BEGIN TEXT SECTION

The findings by Perosa et al. are compatible with the view that cerebral vascularization is critical to the brain’s performance and that, as well as providing the brain with a vascular reserve, the anatomy of cerebral vascularization may also create areas with a ‘vascular vulnerability’ to CSVD. For example, (confluent) periventricular white matter hyperintensities often develop in the large white matter regions located in the border zone of a mixed vascular supply, ‘watershed areas’, from the deep perforating and superficial cortical arteries.
Notably, variation in vascular supply does not necessarily translate into higher cerebral/hippocampal perfusion, at least this was not demonstrated in the current study. This may be important as ageing-related reduction in hippocampal cerebral blood flow was found to be accompanied by poorer spatial memory, whereas increased hippocampal perfusion was positively related to memory performance (Heo et al., 2010). It would be interesting to test the hypothesis that lower hippocampal perfusion is related to cognitive impairment, and Perosa et al. would seem ideally placed to do so as they have the expertise and suitable techniques such as 7 T MRI. Another unanswered question is whether, as Perosa et al. suggest, such a two-pipe (mixed vascular supply) system leads to increased perfusion of the hippocampus, thereby increasing the vascular reserve and helping protect against hippocampal ischaemia leading to hippocampal atrophy and cognitive impairment. If confirmed, this could provide a stepping stone for future therapeutic opportunities, as cerebral perfusion can potentially be increased, for example through regular physical exercise (Haeger et al., 2019).

END TEXT SECTION
BEGIN DATASET ENTRIES

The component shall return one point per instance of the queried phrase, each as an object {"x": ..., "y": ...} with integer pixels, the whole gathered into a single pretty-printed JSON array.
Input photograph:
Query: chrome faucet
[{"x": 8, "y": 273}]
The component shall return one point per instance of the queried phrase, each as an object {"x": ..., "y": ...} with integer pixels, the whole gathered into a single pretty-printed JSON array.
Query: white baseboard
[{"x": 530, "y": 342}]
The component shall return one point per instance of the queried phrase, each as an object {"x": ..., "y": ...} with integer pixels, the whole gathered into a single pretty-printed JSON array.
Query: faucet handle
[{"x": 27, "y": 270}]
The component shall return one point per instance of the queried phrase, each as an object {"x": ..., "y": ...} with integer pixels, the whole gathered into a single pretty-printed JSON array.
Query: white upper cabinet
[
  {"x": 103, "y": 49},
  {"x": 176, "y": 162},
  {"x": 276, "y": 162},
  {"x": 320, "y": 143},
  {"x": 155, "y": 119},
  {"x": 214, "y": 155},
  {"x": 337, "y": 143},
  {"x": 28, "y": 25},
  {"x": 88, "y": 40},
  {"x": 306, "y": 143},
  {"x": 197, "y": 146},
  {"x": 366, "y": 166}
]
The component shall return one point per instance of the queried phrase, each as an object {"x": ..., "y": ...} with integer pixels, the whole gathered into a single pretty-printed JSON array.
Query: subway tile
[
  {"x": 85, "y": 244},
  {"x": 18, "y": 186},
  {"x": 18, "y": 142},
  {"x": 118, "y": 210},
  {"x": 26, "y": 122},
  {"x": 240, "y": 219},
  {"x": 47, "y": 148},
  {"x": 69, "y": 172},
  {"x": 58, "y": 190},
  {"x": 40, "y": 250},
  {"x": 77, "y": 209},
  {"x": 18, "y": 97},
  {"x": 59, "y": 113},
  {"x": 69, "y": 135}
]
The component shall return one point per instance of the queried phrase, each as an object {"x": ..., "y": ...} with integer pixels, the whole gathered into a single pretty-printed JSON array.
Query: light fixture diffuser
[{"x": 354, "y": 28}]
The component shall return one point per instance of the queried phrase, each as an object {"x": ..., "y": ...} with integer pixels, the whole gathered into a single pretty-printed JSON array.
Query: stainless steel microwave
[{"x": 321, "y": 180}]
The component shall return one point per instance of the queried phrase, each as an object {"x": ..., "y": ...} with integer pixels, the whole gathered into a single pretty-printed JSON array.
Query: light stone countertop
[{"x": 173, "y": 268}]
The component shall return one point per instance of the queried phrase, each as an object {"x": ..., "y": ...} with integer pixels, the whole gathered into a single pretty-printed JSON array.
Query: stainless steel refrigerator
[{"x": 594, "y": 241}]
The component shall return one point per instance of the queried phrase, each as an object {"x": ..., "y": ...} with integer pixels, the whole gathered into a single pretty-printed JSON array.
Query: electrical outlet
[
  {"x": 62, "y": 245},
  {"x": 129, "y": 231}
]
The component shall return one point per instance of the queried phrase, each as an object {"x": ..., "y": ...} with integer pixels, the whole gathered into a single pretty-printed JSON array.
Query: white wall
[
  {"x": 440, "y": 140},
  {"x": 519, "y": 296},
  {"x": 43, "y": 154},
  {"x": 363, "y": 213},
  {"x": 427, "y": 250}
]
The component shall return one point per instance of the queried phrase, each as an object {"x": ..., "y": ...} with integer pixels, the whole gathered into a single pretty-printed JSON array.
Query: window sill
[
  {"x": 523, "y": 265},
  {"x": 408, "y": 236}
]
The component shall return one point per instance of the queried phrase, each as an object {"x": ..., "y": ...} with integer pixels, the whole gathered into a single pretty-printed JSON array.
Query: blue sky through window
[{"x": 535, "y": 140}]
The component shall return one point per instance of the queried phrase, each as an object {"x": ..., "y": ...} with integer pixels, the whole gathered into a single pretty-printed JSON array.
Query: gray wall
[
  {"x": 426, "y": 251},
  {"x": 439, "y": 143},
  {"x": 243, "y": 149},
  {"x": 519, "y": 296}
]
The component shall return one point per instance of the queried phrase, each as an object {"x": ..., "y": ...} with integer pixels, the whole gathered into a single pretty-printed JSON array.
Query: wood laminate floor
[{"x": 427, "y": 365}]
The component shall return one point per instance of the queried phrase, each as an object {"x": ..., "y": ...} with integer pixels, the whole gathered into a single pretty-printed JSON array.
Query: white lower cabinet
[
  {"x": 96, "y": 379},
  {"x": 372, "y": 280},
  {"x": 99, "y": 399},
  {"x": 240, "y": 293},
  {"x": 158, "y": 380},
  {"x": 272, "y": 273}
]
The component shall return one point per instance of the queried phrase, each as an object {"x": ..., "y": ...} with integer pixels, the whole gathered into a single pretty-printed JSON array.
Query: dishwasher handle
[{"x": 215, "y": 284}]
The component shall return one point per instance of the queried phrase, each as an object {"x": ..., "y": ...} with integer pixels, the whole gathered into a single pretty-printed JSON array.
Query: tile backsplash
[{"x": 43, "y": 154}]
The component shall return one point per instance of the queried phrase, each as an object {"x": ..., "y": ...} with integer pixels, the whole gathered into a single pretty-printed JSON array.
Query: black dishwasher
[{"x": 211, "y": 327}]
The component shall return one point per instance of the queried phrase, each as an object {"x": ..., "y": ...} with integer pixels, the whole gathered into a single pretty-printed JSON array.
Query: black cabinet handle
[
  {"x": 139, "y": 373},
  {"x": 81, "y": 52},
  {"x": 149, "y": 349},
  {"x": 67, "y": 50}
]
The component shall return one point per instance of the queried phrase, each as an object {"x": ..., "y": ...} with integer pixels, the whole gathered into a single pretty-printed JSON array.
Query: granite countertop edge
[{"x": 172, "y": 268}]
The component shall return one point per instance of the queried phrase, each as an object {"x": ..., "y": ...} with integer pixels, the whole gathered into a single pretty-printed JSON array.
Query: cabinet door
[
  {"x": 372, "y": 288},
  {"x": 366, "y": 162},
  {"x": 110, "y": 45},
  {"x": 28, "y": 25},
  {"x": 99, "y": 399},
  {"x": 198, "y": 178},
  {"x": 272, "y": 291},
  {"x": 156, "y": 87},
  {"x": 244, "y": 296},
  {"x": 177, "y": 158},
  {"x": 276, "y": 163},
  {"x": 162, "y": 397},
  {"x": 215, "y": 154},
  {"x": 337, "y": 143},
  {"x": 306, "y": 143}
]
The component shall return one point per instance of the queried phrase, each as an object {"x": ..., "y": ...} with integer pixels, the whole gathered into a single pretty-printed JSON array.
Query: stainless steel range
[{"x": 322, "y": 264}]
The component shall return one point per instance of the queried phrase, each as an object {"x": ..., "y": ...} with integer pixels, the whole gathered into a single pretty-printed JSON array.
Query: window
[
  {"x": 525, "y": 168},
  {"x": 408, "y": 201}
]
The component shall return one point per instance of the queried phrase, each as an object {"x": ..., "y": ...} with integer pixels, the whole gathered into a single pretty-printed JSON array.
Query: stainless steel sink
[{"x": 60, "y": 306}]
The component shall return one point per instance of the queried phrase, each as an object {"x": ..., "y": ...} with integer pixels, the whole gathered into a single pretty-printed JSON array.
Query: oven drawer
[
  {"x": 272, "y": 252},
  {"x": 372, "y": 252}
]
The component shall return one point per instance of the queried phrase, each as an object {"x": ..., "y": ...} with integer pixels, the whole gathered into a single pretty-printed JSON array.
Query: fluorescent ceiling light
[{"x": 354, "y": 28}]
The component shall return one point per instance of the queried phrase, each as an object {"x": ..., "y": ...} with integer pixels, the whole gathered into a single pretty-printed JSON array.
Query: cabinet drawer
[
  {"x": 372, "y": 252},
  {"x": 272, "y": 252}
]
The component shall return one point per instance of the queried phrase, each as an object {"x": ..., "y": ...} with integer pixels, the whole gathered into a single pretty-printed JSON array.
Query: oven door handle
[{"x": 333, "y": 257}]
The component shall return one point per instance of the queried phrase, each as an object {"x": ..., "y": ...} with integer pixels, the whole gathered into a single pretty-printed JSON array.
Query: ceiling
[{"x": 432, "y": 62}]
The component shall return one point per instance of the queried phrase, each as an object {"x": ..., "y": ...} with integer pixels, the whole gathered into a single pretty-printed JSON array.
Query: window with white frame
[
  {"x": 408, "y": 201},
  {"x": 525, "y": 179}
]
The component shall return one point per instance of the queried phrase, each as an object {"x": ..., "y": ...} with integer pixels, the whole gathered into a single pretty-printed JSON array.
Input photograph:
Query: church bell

END DATASET ENTRIES

# THE TASK
Extend the passage on hippocampal vascular supply and perfusion, picking up after its final sentence.

# ANSWER TO THIS EXERCISE
Taken together, Perosa and colleagues’ innovative work points towards an important role for vascular reserve as an integral part of brain resilience. Prospective studies are required to examine the impact of vascular reserve on brain resilience further, especially with respect to the mechanisms underlying age-related hippocampal functional and structural changes. These insights can then be used to tailor therapeutic interventions in patients with CSVD and its accompanying sequelae.
Funding
F-E.d.L. was supported by a clinical established investigator grant of the Dutch Heart Foundation (grant no. 2014 T060) and by a VIDI innovational grant from The Netherlands Organization for Health Research and Development (ZonMw grant no. 016.126.351).
Competing interests
The authors report no competing interests.